▶ Prompt
Print every record below exactly as written.

▶ Recorded data
****************************************
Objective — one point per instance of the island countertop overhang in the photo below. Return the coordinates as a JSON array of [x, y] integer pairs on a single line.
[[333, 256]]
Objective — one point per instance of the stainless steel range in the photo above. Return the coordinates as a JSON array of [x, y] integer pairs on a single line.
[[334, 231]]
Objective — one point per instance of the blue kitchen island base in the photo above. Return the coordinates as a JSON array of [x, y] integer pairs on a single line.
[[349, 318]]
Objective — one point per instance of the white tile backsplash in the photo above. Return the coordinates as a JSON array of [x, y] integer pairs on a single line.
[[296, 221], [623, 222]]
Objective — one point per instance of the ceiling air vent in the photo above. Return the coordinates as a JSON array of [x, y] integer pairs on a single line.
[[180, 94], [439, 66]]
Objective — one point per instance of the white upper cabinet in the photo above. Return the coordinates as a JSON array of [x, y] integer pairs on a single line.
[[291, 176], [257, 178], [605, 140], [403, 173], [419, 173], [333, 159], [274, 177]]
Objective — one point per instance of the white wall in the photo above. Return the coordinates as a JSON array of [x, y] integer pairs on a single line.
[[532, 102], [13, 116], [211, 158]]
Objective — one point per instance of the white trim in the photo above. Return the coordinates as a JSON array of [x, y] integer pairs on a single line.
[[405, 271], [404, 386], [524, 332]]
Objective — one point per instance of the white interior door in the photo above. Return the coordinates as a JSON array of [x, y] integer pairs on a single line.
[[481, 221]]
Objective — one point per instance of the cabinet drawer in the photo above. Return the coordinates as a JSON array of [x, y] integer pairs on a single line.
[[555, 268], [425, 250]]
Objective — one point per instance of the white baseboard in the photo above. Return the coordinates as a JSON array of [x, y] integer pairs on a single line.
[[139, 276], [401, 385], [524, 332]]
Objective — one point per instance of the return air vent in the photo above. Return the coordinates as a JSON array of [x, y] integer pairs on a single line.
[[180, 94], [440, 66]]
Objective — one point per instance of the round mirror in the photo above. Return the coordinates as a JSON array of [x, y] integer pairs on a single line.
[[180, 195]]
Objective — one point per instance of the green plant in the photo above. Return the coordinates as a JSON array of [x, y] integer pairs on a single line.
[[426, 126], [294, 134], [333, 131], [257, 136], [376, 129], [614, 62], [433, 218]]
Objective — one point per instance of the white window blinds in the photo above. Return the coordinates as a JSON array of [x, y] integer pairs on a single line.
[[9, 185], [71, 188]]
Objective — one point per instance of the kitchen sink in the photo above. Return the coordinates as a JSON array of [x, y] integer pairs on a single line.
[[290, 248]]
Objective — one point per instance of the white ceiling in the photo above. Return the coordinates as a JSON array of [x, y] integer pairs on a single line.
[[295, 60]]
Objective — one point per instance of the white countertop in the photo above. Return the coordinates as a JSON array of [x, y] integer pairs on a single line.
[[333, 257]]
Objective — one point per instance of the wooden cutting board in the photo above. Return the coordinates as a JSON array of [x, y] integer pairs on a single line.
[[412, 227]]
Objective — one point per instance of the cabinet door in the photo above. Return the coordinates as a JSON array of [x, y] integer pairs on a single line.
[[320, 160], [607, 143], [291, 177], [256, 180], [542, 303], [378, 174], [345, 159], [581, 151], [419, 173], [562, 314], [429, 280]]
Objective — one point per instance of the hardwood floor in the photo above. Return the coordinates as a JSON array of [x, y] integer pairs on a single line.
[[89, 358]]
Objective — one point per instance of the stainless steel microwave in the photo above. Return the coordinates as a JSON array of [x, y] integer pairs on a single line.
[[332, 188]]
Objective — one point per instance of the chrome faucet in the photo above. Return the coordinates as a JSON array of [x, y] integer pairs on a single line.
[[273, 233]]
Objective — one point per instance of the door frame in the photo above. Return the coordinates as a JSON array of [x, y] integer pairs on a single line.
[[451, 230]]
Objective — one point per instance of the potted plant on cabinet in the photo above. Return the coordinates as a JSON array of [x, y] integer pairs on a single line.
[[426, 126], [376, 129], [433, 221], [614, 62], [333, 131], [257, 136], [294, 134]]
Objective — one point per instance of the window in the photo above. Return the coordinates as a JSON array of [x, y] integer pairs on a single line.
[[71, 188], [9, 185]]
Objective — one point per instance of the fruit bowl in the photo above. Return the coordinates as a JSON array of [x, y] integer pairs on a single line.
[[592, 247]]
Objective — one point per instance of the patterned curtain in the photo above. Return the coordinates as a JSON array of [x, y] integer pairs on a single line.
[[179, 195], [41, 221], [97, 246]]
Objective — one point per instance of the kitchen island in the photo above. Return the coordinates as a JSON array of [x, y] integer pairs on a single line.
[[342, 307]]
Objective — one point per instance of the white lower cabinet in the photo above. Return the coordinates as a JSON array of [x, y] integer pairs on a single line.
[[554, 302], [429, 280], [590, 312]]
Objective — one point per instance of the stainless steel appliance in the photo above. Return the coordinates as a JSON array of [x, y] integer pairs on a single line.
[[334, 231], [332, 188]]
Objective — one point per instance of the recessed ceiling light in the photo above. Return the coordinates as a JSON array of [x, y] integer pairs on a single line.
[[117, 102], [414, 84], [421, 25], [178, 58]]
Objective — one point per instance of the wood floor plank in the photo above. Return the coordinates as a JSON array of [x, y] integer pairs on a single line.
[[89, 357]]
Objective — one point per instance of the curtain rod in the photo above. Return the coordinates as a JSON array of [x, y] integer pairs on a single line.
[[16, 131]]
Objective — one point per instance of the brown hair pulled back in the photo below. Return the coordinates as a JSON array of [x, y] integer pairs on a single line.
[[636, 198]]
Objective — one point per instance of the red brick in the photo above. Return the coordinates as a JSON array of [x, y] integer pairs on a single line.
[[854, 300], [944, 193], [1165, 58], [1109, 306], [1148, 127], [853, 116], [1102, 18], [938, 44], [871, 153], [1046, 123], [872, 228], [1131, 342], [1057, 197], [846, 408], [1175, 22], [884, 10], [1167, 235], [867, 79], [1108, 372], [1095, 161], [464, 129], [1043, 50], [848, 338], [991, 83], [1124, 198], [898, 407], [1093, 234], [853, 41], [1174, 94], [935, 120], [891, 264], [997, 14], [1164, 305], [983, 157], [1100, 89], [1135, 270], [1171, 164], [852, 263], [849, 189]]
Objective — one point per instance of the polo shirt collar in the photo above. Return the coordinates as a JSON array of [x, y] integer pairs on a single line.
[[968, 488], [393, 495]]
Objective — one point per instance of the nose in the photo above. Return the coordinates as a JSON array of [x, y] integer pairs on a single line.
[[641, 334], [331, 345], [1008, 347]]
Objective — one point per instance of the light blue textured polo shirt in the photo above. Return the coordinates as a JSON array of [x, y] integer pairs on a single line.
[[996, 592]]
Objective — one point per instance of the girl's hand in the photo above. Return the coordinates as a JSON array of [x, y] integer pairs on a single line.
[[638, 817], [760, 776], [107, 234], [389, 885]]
****************************************
▶ Your solution
Objective — one point per instance of the island countertop overhang in the photo below. Return the coordinates as a JSON array of [x, y] integer pairs on a single line.
[[333, 256]]
Objective — one point per instance of the stainless steel range in the photo above. Return the coordinates as a JSON array of [x, y] integer pairs on a single line.
[[334, 231]]
Objective — one point per instance of the blue kitchen island base in the photo above. Return the coordinates as a JSON array of [x, y] integer pairs on a single line.
[[349, 318]]
Objective — one point per instance of the white tile backsplash in the photo above. Return the coordinates as a JSON array of [x, y] integer pairs on a single line.
[[296, 221], [623, 222]]
Objective — one point per instance of the ceiling air vent in the photo above. Return the coordinates as a JSON array of [x, y] integer pairs on a single line.
[[180, 94], [439, 66]]
Objective — one point per instance of the white upper cabinet in the photo above. Return the coordinates as a JSON array of [x, y] integer pairs on a single line.
[[291, 176], [257, 178], [605, 140], [403, 173], [419, 173], [333, 159], [274, 177]]
Objective — one point per instance of the white wall in the photo above. Return the coordinates as a JSON array of [x, y] integer pairs on a single line.
[[532, 102], [13, 116], [211, 158]]
Objective — one point per instance of the white trim in the photo above. Return the coordinates as a JSON array of [x, y] integer pairs on a single line.
[[405, 271], [404, 386], [524, 332]]
Objective — one point per instance of the white interior door in the photo above. Return the coordinates as a JSON array of [x, y] integer pairs on a single line.
[[481, 221]]
Objective — one point per instance of the cabinet drawer in the photo above. Return the coordinates as a JSON array of [x, y] integer pairs on a single line.
[[555, 268], [425, 250]]
Objective — one point per instance of the white baseboard in the photo above. Return the coordinates as a JSON array of [x, y] integer pairs on a single line.
[[139, 276], [401, 385], [524, 332]]
Objective — one point per instance of the return air vent in the photo above. Return the coordinates as a JSON array of [x, y] integer pairs on a single line.
[[180, 94], [440, 66]]
Objective — one point per instance of the round mirror in the photo above. Return the coordinates as a JSON array of [x, y] integer pairs on a single line.
[[180, 195]]
Objective — one point per instance of the green plant in the photo above. Return the coordinates as a JSON array of [x, y] integer pairs on a single line.
[[426, 126], [294, 134], [333, 131], [257, 136], [376, 129], [614, 62], [433, 218]]
Objective — one point per instance of the white window blinds in the photo above. Return the coordinates as a JSON array of [x, y] integer pairs on a single line.
[[9, 185], [71, 188]]
Objective — one point per instance of the kitchen sink in the photo above. Return the coordinates as a JSON array of [x, y] integer pairs on a single line.
[[290, 248]]
Objective — one point per instance of the white ceiling in the photo above. Return the coordinates as a JSON array of [x, y] integer pairs on a single line.
[[295, 60]]
Objective — one point per instance of the white countertop in the photo above. Return the coordinates as a JSON array of [x, y] integer pairs on a single line.
[[333, 257]]
Objective — one point per instance of the wooden cutting board in the photo above. Return the coordinates as a JSON array of [x, y] integer pairs on a single line.
[[412, 227]]
Objective — one point per instance of the cabinet door in the photo above. Return the coordinates as a JSON array of [x, y] integer pairs on a single line.
[[320, 160], [607, 143], [291, 177], [256, 180], [542, 303], [378, 174], [345, 159], [581, 151], [419, 173], [562, 314], [429, 280]]
Objective — one point per instance of the hardwood floor in the photo above. Return the coordinates as a JSON array of [x, y] integer pairs on a single line.
[[89, 358]]
Objective — one point per instance of the stainless steel microwave in the photo above. Return the coordinates as a JSON array of [x, y] integer pairs on a single line.
[[332, 188]]
Objective — one point per instance of the chrome faucet in the photo above. Return the coordinates as a JSON array of [x, y] integer pairs on a single line.
[[273, 233]]
Objective — one point per instance of the door frame in the photo above. Return the coordinates as a JSON array of [x, y] integer pairs on a single line.
[[451, 230]]
Objective — one point per instance of the potted plant on cabinet in the photo above. Return the coordinates as a JSON array of [x, y] integer pairs on a single line.
[[426, 126], [376, 129], [433, 221], [614, 62], [333, 131], [257, 136], [294, 134]]
Objective — one point per instance of the window in the photo above. Return the coordinates as a JSON array of [x, y] integer pairs on a single line.
[[71, 188], [9, 185]]
Objective — one point per instance of the fruit bowl in the photo above. Return the coordinates as a JSON array of [x, y] integer pairs on a single line.
[[592, 247]]
Objective — one point per instance of the patterned curtain in the photo above. Return the coordinates as a JSON array of [x, y] integer pairs on a single line.
[[179, 195], [41, 221], [97, 246]]
Objective — one point per instance of the kitchen island in the photo above. Return the coordinates as a JSON array of [x, y] integer pairs on a single line.
[[342, 307]]
Objective — one point per instance of the white lower cabinet in the photo above. Return the coordinates as a JSON array of [x, y] integer pairs on a single line.
[[554, 302], [429, 280], [590, 312]]
Objective — one point per instance of the stainless steel appliance in the photo above. Return the coordinates as a JSON array of [x, y] integer pairs on a single line.
[[334, 231], [332, 188]]
Objective — one point per instance of the recessed ceiling light in the photo above. Return the coordinates as a JSON array of [x, y] integer pairs on a single line.
[[117, 102], [414, 84], [421, 25], [178, 58]]
Objective — one point per instance of the wood floor plank in the photo above. Return the coordinates as a JSON array of [x, y] integer pairs on a single line.
[[89, 357]]
Objective — one point per instance of the curtain rod in the photo above. Return the coordinates as a JSON array of [x, y] integer pairs on a single line.
[[16, 131]]
Objective — one point per instance of the brown hair pulled back in the photo below. Return the coordinates as a JSON array of [x, y] integer pairs on a single line.
[[636, 198]]
Objective — one point per instance of the red brick in the photo above. Return the coordinates as a JSON array of [x, y] integer pairs on a single line.
[[854, 300], [944, 193], [1165, 58], [1109, 306], [1148, 127], [853, 116], [1102, 18], [938, 44], [871, 153], [1046, 123], [872, 228], [1131, 342], [1057, 197], [846, 408], [1175, 22], [884, 10], [1167, 235], [867, 79], [1108, 372], [1095, 161], [464, 129], [1043, 50], [848, 338], [991, 83], [1124, 198], [898, 407], [1093, 234], [853, 41], [1174, 94], [935, 120], [891, 264], [997, 14], [1164, 305], [983, 157], [1100, 89], [1135, 270], [1171, 164], [852, 263], [849, 189]]
Objective — one point per instance of the polo shirt collar in the photo above. Return the coordinates as a JSON array of [x, y] integer pairs on a single line.
[[968, 488], [393, 495]]
Objective — one point per instance of the nose in the photo above. Return the coordinates as a JSON array of [x, y] integer pairs on a single line.
[[641, 334], [331, 345], [1008, 347]]
Objective — one point per instance of the light blue textured polo shirt in the photo above. Return the coordinates as a JSON array of [x, y] integer pairs on a single line.
[[996, 592]]
Objective — one point per instance of the girl's hand in the photo above. Return the coordinates as a JSON array of [x, y] integer pairs on a single line.
[[638, 817], [760, 776], [107, 234], [389, 885]]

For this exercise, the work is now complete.